━━━━━ EXERCISE MATERIAL
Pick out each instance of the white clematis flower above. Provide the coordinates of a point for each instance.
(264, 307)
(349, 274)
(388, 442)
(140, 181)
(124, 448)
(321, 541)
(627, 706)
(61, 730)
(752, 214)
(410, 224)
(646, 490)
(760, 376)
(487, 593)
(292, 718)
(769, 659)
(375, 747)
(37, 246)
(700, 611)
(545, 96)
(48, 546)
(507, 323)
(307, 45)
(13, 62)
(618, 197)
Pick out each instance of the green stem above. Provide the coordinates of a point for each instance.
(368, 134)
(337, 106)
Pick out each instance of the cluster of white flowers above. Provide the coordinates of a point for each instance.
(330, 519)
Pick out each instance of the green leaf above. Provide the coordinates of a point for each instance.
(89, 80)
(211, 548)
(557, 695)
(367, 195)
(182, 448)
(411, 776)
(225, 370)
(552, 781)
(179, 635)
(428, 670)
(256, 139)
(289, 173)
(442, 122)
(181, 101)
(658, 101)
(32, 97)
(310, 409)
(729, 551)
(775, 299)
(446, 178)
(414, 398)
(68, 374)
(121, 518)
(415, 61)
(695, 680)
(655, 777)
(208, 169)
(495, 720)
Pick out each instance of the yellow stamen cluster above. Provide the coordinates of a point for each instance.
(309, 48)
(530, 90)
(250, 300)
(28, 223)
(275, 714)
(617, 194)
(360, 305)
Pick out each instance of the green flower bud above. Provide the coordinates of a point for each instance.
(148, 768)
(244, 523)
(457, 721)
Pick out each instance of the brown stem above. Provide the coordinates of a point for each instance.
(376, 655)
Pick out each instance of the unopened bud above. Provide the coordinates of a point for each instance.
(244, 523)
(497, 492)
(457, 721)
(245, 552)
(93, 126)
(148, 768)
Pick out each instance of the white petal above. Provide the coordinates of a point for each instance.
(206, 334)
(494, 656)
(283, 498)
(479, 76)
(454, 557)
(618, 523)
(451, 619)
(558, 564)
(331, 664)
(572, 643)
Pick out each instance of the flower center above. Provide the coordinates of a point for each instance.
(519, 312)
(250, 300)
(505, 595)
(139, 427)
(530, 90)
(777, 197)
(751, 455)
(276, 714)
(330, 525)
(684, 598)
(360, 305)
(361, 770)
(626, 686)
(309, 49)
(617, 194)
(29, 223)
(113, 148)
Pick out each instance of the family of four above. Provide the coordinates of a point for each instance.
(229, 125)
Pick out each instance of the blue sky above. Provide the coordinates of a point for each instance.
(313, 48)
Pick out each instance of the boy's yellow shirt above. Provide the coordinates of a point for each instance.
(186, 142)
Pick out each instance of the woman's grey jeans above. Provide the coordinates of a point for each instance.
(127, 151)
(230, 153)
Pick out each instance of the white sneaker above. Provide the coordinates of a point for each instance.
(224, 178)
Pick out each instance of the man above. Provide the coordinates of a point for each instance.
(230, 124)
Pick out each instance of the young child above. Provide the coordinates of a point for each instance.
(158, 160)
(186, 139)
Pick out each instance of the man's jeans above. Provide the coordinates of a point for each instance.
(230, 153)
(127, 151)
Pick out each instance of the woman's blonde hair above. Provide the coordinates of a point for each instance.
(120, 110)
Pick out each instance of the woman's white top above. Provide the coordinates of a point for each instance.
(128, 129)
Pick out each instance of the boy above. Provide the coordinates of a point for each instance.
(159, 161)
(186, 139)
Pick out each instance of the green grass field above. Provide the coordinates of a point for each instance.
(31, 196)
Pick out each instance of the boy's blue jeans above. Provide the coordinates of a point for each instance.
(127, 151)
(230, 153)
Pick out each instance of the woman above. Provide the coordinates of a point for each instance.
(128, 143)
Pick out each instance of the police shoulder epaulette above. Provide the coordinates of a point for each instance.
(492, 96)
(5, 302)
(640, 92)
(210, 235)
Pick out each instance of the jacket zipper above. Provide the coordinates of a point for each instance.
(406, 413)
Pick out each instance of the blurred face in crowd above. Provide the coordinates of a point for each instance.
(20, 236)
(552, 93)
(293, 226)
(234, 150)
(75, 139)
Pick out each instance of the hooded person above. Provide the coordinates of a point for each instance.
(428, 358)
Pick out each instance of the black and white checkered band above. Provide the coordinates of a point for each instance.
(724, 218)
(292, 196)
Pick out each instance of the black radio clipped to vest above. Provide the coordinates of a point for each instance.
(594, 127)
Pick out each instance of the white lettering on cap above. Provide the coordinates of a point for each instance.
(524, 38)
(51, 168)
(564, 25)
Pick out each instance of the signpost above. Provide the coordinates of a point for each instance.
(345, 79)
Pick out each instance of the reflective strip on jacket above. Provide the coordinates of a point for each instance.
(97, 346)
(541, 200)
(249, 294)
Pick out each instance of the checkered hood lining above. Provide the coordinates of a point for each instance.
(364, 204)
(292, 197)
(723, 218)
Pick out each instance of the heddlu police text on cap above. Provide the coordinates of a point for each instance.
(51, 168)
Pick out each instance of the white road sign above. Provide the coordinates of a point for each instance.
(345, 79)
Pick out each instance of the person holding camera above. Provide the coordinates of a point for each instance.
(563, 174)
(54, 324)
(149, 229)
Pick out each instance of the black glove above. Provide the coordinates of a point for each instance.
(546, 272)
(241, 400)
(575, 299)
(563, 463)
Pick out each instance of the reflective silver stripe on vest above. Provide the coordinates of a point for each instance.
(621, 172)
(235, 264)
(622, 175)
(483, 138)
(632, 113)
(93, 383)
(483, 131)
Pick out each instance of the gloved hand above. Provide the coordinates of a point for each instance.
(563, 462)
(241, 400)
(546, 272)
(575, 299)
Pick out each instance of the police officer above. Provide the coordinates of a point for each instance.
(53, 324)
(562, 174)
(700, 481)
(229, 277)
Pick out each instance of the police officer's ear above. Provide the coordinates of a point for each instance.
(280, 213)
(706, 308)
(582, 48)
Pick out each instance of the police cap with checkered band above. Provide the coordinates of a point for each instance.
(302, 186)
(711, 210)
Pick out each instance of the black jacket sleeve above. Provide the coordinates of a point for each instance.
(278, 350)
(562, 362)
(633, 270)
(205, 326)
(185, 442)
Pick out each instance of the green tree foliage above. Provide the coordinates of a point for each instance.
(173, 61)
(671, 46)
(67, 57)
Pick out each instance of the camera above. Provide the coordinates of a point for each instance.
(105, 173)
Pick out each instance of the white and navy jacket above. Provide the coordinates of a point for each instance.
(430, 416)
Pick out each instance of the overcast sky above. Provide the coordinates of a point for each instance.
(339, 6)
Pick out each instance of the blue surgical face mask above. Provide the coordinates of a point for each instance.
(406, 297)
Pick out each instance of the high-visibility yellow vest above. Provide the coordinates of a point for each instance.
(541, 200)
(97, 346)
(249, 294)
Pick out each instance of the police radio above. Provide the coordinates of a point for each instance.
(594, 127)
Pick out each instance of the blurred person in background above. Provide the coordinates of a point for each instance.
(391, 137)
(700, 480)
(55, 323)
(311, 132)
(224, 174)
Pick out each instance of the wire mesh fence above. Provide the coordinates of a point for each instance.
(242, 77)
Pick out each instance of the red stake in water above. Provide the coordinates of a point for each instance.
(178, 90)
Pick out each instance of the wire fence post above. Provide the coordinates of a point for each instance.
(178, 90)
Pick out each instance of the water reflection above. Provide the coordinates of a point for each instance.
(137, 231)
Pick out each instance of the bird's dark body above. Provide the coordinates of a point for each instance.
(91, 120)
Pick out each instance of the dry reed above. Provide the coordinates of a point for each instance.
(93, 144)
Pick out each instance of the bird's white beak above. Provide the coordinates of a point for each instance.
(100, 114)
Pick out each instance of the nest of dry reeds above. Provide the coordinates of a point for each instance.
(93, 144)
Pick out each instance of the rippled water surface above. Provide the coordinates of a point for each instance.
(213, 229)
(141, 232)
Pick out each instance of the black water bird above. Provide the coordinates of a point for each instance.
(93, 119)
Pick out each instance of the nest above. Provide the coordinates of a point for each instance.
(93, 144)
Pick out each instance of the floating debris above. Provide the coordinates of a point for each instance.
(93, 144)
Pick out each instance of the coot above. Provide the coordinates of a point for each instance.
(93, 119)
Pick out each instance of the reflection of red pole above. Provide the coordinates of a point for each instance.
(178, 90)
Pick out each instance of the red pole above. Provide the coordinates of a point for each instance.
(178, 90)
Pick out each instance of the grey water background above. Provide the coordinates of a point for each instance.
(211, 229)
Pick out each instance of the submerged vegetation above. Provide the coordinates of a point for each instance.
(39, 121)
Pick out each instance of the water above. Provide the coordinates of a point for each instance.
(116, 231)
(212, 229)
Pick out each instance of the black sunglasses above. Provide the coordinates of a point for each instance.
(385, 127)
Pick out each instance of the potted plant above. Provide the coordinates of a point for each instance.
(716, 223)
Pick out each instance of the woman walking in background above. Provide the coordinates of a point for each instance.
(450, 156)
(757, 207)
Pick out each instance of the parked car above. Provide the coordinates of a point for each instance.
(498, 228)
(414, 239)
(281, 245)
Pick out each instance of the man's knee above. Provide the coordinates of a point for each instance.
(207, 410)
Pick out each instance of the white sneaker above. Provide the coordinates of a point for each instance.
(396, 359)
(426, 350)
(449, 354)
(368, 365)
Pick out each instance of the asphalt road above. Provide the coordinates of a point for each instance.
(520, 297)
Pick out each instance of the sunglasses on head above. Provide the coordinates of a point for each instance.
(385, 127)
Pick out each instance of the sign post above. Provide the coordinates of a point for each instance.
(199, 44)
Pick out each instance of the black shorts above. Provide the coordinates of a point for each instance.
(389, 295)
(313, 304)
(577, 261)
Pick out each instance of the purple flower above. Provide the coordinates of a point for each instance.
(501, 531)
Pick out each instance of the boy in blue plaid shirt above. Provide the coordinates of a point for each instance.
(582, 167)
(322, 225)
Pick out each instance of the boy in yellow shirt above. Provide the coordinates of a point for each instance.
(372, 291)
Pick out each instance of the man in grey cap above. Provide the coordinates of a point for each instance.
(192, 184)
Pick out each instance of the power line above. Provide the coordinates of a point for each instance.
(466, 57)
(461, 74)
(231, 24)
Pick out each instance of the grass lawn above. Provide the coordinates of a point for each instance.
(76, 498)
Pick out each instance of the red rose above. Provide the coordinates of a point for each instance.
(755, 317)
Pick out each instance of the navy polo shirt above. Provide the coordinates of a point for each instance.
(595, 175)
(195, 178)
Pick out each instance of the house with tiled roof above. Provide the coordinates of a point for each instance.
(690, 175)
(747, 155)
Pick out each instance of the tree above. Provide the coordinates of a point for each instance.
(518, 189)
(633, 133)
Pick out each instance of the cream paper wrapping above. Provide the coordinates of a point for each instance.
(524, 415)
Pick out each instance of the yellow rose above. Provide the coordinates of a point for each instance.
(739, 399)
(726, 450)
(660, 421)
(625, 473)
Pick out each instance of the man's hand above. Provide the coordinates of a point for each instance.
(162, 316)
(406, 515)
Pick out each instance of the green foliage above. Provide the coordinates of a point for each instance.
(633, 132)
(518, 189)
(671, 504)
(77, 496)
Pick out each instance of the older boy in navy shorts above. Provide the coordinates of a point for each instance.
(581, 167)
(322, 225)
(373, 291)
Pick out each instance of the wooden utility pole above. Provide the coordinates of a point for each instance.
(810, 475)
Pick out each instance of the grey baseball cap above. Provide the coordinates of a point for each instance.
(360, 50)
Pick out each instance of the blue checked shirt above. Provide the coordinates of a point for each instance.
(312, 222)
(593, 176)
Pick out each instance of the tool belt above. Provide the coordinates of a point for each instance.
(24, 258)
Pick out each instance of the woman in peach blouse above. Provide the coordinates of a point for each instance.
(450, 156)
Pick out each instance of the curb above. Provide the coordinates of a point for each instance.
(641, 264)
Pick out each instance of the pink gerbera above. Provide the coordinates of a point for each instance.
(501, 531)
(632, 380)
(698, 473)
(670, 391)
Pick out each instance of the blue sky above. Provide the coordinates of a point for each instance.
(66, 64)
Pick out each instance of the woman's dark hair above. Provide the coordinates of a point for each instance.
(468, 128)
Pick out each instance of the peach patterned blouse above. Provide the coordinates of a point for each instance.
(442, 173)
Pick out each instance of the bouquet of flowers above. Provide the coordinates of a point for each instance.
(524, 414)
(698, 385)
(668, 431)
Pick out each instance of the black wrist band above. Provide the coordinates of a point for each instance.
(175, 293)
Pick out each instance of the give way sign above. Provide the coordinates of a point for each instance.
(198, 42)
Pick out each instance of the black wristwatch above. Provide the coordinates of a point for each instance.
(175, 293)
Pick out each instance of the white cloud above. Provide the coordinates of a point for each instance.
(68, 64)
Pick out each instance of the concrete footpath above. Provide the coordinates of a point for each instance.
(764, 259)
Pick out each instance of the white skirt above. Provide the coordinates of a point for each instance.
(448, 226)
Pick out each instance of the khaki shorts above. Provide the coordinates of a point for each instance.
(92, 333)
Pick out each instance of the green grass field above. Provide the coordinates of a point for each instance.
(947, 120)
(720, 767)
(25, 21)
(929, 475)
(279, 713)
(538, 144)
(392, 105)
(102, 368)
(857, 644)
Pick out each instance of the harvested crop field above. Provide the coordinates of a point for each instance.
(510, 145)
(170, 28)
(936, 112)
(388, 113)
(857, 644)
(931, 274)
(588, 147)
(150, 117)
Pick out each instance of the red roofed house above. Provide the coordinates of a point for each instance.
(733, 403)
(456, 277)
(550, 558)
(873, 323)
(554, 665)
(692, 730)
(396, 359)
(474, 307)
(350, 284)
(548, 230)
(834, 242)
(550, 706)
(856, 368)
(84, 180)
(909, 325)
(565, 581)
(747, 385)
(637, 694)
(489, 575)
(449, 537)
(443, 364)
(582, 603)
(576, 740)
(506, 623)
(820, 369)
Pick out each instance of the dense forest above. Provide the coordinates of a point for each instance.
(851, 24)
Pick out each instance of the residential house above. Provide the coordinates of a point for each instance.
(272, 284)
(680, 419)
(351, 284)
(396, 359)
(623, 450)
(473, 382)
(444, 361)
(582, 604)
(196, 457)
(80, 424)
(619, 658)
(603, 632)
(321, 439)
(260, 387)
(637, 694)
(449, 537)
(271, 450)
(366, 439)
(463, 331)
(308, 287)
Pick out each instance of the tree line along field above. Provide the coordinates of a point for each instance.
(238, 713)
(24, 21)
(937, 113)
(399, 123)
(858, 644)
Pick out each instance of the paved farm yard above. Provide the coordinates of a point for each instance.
━━━━━━━━━━
▸ EXERCISE GOAL
Could you give again exactly the lines from the line containing "Pick out each instance of the residential" through the final line of the data above, and no others?

▸ ANSWER IN FULL
Pick out each instance of the residential house above. Provide the coordinates of a point for each instance.
(272, 284)
(680, 419)
(351, 284)
(396, 359)
(623, 450)
(473, 382)
(444, 361)
(582, 604)
(196, 457)
(80, 424)
(619, 658)
(603, 632)
(321, 439)
(260, 387)
(637, 694)
(449, 537)
(271, 450)
(366, 439)
(463, 331)
(308, 287)
Pick out each instance of the tree line along field above. Provide the coordinates of a point for each instance.
(238, 713)
(24, 21)
(937, 113)
(399, 123)
(858, 644)
Pick out each instance of the paved farm yard above. Provide the coordinates of a point for each instance.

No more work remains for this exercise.